_Alıştırma Görevi a_
Aşağıdaki kayıtlarda "mirror" dizesini içeren her satırı olduğu gibi döndür.

------ Belge Bölümü ------

Buhari‘nin Abdurrahman İbnu Yezid’den kaydettiği bir diğer rivayet şöyledir: “İbnu Mes’ud (radıyallahu anh) haccetmişti. Yatsı ezanı sırasında veya buna yakın bir zamanda Müzdelife’ye geldik. Yanındaki bir adama söyledi, ezan ve arkasından ikamet okudu. Sonra akşam namazını kıldı. Arkasından iki rekat (sünnetini) kıldı. Sonra akşam yemeğini istedi ve yedi. Arkadan bir adama emretti, ezan ve ikamet okudu, iki rekat olarak yatsıyı kıldı.

Şafak söktüğü zaman: “Resûlullah (aleyhissalatu vesselam) şu saatte bugün ve bu yer dışında şu namazı hiç kimse kılmamıştır” dedi.

------ Kayıtlar ------

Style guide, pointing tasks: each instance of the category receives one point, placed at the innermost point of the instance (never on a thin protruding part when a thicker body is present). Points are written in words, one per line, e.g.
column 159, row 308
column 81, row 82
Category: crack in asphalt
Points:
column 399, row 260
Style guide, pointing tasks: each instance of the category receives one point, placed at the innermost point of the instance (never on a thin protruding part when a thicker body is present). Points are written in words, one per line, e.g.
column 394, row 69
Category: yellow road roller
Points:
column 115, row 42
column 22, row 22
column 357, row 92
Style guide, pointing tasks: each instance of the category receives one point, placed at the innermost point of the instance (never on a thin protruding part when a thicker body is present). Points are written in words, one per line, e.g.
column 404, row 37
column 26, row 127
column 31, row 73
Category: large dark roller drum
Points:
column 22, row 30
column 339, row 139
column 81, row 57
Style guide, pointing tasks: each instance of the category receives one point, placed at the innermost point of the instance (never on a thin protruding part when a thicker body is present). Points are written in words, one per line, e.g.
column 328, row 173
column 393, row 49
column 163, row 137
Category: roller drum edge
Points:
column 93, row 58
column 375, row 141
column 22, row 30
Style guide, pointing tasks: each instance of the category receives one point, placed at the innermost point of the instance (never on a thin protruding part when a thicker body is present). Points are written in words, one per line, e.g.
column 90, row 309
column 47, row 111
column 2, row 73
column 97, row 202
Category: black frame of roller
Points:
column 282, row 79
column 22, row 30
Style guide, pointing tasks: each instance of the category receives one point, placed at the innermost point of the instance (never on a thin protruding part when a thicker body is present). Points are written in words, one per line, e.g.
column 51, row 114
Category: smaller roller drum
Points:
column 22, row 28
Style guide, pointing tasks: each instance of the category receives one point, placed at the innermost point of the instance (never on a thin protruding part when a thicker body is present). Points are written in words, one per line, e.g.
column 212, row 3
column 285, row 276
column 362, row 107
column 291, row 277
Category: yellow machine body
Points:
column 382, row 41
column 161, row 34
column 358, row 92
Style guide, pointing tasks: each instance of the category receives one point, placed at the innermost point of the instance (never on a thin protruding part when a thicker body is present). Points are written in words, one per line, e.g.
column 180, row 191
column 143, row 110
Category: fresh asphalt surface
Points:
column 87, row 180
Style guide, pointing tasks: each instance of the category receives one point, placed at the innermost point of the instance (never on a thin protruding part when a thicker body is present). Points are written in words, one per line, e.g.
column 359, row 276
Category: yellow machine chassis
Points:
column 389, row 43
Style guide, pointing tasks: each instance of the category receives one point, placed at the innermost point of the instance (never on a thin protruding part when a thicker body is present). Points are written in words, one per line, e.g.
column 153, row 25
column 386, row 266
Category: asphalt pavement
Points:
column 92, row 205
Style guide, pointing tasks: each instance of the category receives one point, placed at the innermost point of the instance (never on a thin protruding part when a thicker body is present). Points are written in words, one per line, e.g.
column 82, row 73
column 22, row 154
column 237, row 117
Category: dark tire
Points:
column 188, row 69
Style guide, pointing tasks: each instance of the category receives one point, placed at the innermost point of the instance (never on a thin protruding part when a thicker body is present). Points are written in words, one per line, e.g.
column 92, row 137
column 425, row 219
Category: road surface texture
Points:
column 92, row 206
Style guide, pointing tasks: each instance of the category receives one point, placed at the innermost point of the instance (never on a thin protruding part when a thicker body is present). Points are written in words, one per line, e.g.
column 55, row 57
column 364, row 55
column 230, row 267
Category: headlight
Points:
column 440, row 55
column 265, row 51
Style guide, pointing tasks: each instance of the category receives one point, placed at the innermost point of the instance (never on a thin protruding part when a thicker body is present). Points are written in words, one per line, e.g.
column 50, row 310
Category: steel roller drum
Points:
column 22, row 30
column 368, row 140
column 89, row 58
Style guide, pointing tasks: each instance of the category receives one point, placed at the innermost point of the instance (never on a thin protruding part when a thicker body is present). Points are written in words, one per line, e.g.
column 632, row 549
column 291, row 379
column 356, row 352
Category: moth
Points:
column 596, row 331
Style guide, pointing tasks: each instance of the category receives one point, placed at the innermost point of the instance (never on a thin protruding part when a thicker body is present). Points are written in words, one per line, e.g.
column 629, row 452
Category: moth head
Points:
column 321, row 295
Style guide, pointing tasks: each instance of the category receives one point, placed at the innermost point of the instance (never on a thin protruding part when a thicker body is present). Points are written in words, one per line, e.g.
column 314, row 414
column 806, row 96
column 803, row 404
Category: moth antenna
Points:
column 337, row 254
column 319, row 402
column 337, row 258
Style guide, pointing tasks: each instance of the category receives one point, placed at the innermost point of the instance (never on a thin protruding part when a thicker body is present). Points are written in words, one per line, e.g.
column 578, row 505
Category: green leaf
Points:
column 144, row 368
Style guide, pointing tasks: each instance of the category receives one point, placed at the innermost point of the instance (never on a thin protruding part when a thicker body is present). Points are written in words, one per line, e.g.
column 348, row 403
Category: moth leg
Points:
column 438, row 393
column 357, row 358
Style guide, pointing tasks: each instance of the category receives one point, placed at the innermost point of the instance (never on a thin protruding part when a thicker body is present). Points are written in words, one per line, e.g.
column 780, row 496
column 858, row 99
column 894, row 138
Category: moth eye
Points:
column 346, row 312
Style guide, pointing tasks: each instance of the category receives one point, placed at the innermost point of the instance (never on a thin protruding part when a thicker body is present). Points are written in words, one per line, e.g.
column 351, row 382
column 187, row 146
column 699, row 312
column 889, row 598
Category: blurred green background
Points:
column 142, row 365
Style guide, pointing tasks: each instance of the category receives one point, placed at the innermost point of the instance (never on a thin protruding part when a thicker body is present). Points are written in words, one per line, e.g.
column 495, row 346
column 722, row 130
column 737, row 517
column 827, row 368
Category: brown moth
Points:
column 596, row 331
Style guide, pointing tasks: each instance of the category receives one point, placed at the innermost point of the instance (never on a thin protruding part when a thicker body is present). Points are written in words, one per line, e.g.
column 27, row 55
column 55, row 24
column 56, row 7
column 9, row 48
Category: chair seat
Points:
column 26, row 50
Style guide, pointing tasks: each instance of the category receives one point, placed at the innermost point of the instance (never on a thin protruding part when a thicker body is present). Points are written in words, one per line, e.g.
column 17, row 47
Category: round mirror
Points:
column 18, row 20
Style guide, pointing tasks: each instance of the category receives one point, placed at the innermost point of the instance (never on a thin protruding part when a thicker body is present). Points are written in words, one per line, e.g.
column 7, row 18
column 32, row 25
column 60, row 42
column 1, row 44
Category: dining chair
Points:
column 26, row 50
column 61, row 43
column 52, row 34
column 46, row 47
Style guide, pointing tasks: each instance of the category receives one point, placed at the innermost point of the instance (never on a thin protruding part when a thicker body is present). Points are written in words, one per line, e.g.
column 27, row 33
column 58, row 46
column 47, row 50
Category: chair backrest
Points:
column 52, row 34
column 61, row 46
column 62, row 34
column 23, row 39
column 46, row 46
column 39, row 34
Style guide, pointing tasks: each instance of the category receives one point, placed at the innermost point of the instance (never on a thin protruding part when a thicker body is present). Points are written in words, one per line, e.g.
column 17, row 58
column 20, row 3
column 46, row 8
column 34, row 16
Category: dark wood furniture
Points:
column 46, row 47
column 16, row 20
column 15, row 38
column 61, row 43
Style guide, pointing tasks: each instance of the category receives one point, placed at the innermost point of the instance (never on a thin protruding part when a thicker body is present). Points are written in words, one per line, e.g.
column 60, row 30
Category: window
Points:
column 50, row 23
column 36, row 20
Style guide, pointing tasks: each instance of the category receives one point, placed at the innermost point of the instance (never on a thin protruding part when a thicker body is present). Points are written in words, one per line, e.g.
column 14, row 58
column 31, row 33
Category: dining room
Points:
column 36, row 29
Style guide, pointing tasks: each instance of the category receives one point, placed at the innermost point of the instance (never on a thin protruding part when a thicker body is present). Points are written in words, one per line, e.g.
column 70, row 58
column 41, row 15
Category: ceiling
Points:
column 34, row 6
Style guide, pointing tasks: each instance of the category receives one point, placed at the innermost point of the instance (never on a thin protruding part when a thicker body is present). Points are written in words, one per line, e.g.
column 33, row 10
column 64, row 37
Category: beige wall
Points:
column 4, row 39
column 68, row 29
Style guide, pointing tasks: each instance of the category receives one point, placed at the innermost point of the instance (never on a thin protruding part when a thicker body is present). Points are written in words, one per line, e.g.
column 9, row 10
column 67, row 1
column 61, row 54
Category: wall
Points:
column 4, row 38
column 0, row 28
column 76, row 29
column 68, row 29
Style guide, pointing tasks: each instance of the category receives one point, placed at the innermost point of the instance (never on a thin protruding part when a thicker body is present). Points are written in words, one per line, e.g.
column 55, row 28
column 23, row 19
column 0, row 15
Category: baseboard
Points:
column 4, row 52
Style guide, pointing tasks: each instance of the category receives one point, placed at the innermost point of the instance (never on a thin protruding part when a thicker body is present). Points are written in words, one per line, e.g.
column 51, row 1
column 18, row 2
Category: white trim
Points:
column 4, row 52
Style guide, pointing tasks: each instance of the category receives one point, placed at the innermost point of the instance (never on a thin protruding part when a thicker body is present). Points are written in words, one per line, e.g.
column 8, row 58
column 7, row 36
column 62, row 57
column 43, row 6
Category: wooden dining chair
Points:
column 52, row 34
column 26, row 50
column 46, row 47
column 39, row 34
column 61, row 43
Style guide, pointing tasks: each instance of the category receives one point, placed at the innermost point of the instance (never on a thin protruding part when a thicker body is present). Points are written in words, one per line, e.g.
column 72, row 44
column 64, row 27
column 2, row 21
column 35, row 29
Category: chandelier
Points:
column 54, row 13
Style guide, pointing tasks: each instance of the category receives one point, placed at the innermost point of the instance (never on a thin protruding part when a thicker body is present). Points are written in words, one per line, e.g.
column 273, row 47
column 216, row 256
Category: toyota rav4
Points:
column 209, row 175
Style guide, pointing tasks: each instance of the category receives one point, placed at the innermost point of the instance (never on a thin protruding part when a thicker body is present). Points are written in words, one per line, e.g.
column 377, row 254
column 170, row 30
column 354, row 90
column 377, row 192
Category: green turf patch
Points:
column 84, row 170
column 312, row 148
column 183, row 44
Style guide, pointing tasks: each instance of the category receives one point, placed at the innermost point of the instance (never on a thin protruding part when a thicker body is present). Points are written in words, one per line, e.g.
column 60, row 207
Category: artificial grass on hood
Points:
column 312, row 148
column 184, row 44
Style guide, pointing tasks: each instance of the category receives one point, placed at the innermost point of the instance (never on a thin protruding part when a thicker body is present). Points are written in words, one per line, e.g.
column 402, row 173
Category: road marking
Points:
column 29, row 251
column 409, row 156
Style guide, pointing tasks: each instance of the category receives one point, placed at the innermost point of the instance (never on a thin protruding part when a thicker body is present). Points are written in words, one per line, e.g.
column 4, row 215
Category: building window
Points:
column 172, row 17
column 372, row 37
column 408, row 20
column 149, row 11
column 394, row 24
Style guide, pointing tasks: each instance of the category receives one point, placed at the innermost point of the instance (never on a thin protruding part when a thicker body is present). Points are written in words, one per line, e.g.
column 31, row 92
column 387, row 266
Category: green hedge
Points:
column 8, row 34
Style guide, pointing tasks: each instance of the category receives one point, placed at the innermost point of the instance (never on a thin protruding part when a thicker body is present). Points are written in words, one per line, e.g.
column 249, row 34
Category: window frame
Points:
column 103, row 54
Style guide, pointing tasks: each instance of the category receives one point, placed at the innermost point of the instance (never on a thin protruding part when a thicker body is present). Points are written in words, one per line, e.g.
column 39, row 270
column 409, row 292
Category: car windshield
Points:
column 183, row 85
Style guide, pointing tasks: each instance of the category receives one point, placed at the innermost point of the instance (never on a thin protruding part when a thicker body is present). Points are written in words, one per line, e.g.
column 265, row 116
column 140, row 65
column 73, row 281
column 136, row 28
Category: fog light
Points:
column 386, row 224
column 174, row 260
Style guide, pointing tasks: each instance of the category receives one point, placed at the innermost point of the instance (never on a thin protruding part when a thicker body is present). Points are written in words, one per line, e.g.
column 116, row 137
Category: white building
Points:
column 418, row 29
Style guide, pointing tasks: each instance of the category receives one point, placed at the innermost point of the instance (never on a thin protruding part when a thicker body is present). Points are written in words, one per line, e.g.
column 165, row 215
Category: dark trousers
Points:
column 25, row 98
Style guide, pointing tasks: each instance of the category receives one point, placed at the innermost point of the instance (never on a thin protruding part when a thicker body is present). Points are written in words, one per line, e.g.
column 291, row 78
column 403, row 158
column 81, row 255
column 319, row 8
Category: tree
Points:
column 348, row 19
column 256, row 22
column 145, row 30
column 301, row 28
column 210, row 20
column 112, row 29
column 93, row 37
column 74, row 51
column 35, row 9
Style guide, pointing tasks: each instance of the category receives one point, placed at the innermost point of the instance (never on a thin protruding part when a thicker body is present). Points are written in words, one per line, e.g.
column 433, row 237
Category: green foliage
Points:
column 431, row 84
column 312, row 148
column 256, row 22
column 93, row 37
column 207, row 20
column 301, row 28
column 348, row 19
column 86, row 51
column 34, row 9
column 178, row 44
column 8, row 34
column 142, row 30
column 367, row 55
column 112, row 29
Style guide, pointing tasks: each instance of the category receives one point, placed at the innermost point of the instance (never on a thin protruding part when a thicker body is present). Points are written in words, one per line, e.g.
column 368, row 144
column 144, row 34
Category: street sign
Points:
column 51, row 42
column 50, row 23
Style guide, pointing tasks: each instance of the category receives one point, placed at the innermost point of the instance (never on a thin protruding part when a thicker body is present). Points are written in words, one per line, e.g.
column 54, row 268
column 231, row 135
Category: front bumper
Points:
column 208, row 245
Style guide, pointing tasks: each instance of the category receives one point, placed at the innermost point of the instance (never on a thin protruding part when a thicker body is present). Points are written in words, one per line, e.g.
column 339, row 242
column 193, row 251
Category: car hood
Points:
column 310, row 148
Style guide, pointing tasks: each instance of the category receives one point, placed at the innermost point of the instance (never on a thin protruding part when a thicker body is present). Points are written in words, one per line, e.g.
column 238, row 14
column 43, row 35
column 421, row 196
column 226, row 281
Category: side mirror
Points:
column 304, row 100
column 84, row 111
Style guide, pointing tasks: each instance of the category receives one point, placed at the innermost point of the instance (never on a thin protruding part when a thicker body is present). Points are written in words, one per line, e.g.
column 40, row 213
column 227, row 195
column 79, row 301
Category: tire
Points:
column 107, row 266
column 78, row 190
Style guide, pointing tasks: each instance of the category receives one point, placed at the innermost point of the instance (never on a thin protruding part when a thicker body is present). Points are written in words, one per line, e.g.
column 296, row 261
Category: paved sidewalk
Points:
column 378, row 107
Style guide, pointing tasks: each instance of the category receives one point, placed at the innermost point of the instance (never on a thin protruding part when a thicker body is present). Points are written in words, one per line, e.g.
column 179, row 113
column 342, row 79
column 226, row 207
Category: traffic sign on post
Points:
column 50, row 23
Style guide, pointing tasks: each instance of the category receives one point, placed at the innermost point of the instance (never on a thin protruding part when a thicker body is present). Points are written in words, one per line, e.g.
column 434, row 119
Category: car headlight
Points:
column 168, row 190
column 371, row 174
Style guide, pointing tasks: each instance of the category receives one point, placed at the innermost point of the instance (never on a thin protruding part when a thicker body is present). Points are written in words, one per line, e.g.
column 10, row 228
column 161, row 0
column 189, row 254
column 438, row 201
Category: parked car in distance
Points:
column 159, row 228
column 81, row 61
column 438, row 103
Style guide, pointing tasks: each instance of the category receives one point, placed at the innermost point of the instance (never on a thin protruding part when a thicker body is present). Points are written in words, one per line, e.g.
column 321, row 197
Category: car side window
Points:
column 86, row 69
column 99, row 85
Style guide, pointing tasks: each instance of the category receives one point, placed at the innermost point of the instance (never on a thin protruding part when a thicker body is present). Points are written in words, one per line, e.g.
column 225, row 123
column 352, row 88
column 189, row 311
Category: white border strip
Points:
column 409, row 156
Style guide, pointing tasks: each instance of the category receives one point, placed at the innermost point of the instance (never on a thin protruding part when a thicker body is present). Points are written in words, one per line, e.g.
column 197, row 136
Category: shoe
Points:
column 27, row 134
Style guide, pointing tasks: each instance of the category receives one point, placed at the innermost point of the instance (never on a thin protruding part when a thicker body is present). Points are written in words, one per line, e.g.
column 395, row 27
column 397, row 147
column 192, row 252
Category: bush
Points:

------

_Alıştırma Görevi b_
Yukarıdaki metne göre şu soruları yanıtla:
(i) Müzdelife'ye hangi vakitte gelindi?
(ii) Akşam namazından sonra kaç rekat kılındı?
(iii) İbnu Mes'ud son sözünü ne zaman söyledi?

_Alıştırma Sonucu a_
Category: round mirror
Category: side mirror

_Alıştırma Sonucu b_
(i) Yatsı ezanı sırasında veya buna yakın bir zamanda.
(ii) İki rekat.
(iii) Şafak söktüğü zaman.